● Problem:
Go through the data below and retype all of it exactly.
(Beginning of Exercise input)
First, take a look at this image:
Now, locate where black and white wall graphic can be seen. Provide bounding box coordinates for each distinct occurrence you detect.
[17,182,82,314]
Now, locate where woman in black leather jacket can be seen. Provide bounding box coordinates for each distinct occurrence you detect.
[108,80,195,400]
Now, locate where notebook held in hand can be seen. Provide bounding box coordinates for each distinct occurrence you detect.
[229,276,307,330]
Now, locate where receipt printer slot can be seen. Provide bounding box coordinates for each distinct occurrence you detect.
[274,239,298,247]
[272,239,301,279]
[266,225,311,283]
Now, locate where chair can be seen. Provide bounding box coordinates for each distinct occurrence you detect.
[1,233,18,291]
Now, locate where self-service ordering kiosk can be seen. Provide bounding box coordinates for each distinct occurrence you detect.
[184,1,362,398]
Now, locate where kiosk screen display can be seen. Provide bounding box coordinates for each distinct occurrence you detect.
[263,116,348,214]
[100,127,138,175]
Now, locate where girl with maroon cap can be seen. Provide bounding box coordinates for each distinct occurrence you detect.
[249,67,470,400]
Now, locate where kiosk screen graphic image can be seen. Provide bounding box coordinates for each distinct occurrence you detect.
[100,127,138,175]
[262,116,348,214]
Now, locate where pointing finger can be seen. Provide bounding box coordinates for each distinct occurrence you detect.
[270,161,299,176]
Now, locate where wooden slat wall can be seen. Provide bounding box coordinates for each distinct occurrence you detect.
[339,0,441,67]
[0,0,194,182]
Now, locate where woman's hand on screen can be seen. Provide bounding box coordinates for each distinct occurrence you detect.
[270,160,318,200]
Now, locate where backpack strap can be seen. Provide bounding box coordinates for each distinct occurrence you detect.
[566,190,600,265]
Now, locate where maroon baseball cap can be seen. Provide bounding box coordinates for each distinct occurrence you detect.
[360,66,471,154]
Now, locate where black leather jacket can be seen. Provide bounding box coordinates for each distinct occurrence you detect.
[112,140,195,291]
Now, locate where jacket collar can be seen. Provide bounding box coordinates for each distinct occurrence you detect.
(End of Exercise input)
● Answer space:
First, take a look at this image:
Now, locate where black and white wall graphic can be seen. Provide bounding box coordinates for each distinct occurrence you detect.
[17,182,82,314]
Now, locate where woman in black leather jacket can be seen. Provide bounding box coordinates for each distinct occurrence you detect.
[108,80,195,400]
Now, locate where notebook held in hand can be seen. Provide bounding box coordinates for each distinct occurrence you detect.
[229,276,307,330]
Now, locate where receipt printer slot can be seen. Provide bounding box coordinates for each distinct occurrence you detect.
[274,239,298,247]
[272,239,301,279]
[266,225,311,283]
Now, locate where chair can be seen. Provide bounding box coordinates for each distinct occurrence you detect.
[1,233,18,291]
Now, locate where self-service ordering kiosk can be seen. Provide bounding box coordinates for each distinct occurrence you detect.
[184,1,362,398]
Now, locate where kiosk screen display can be seen. Provide bounding box coordinates for each distinct occurrence you detect.
[263,116,348,214]
[100,127,138,175]
Now, locate where girl with maroon cap can be seen. Provide bounding box coordinates for each distinct occurrence you detect.
[249,67,470,400]
Now, locate where kiosk screen graphic image can be seen. Provide bounding box coordinates for each distinct occurrence you detect.
[100,127,138,175]
[262,116,348,214]
Now, locate where pointing finger can be seen. Provide bounding box coordinates for each distinct occurrence you detect.
[270,161,299,176]
Now, locate where wooden slat wall can be seen. Provide bounding box coordinates for each distinct occurrence you detect.
[339,0,441,67]
[0,0,194,182]
Now, locate where woman's hand on screen can be seen. Provide bounding box coordinates for each distinct occurrence you detect.
[270,160,318,200]
Now, locate where backpack strap can be seen. Provide bounding box coordinates for each distinct occurrence you detect.
[566,190,600,265]
Now, locate where maroon baseball cap can be seen. Provide bounding box coordinates for each distinct occurrence you detect.
[360,66,471,154]
Now, locate where black leather jacket can be seen. Provide bounding box coordinates for each distinct occurrence you detect.
[112,140,195,291]
Now, locate where jacket collar can be seen. Provide bounding box coordinates for each distinct occurrence you detect.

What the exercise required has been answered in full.